(Coordinate annotation rows)
○ ○ ○ ○ ○ ○ ○

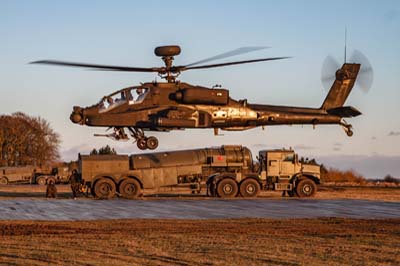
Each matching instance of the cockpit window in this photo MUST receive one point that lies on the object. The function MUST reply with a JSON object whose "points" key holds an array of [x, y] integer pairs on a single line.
{"points": [[132, 95], [112, 101], [289, 158], [137, 95]]}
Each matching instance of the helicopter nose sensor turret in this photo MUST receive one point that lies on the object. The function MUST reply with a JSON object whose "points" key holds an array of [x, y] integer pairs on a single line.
{"points": [[76, 115]]}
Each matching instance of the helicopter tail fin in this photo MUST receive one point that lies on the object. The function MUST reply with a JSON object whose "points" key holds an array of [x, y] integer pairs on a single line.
{"points": [[341, 88]]}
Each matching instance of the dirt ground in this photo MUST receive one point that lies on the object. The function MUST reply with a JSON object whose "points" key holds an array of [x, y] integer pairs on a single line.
{"points": [[326, 241], [330, 241], [391, 194]]}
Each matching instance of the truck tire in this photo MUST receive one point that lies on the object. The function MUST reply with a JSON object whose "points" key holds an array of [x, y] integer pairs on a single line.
{"points": [[306, 188], [130, 188], [104, 188], [51, 179], [249, 188], [227, 188], [41, 180], [3, 180]]}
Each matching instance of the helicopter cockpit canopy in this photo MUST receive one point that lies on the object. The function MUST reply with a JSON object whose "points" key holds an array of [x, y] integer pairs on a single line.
{"points": [[131, 95]]}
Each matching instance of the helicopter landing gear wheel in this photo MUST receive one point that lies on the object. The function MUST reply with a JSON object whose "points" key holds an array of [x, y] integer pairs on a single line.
{"points": [[141, 143], [349, 132], [152, 143], [347, 128]]}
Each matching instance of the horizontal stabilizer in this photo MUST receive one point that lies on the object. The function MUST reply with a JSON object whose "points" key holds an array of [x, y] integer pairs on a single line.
{"points": [[345, 111]]}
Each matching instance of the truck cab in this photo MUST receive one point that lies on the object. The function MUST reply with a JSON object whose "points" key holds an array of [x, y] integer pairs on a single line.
{"points": [[282, 170]]}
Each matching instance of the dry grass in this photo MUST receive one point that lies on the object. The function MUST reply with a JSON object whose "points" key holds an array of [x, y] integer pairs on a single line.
{"points": [[202, 242]]}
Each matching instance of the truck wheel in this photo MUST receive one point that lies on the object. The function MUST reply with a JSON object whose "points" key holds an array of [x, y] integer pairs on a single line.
{"points": [[41, 180], [152, 143], [306, 188], [130, 188], [227, 188], [3, 181], [104, 188], [141, 144], [249, 188], [51, 179]]}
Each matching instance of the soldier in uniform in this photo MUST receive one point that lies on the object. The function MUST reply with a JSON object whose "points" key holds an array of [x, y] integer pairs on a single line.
{"points": [[75, 183], [51, 190]]}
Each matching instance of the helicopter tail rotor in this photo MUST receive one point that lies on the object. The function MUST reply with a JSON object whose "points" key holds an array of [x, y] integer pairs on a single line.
{"points": [[365, 76]]}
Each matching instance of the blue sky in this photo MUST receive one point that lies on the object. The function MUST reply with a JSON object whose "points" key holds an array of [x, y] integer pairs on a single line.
{"points": [[126, 32]]}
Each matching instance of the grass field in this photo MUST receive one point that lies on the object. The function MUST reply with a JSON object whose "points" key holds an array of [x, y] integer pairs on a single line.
{"points": [[330, 241]]}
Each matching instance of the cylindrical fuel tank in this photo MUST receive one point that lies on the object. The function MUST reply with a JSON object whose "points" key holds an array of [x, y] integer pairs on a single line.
{"points": [[168, 122], [232, 154], [199, 95]]}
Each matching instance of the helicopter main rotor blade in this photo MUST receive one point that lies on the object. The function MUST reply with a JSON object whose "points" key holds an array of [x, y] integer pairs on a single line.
{"points": [[238, 51], [94, 66], [183, 68]]}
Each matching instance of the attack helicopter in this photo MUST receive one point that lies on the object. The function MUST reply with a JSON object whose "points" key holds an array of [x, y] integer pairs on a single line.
{"points": [[172, 105]]}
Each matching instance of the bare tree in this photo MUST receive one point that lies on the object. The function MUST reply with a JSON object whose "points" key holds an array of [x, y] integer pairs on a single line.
{"points": [[26, 140]]}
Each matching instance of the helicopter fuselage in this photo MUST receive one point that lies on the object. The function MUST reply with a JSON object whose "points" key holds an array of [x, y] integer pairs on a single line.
{"points": [[167, 106]]}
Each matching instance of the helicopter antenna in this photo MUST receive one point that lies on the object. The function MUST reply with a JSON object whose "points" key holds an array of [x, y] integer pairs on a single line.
{"points": [[345, 44]]}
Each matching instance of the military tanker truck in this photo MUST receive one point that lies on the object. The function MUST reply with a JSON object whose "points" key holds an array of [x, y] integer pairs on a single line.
{"points": [[226, 171]]}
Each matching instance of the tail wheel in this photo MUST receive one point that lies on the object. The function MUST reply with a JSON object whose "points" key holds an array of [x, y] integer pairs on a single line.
{"points": [[152, 143], [104, 188], [249, 188], [227, 188], [306, 188], [3, 181], [130, 188]]}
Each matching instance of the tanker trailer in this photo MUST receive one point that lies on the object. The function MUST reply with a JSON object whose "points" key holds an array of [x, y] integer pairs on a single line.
{"points": [[131, 176]]}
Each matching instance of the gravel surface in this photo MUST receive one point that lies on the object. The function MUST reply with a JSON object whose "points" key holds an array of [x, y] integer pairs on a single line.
{"points": [[83, 209]]}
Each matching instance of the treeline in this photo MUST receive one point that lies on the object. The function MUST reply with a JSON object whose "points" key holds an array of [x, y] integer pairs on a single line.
{"points": [[103, 150], [26, 140], [339, 176]]}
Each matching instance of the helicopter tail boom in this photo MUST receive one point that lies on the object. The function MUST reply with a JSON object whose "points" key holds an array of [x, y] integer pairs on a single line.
{"points": [[341, 88]]}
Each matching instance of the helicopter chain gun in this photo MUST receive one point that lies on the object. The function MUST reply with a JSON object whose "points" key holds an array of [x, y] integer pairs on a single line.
{"points": [[171, 105]]}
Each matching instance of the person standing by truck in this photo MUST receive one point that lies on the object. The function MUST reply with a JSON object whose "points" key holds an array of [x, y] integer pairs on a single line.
{"points": [[75, 182]]}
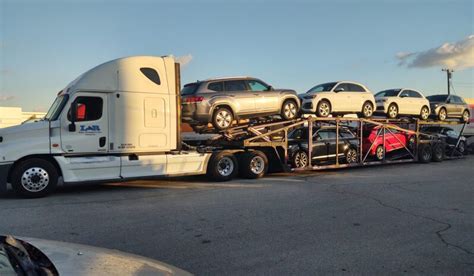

○ ○ ○ ○ ○ ○ ○

**TASK REQUIREMENTS:** Copy the rows word for word, starting at the line that contains "Each matching instance of the helicopter chain" and continuing through the end of the rows, with both ends included. Leave the pictures out of your copy.

**FINAL RESULT:**
Each matching instance of the helicopter chain gun in this photo MUST receive one point that lies on the object. The function MUST reply with a JSON object whose "points" key holds an array of [x, y] integer pairs on a single line.
{"points": [[171, 105]]}
Each matching instance of the person standing by truck in this photo MUST receive one point that lies on the object. The function MUST reply with a JSON object whose "points" key holds an array of [x, y] integer pairs on a single line.
{"points": [[75, 182]]}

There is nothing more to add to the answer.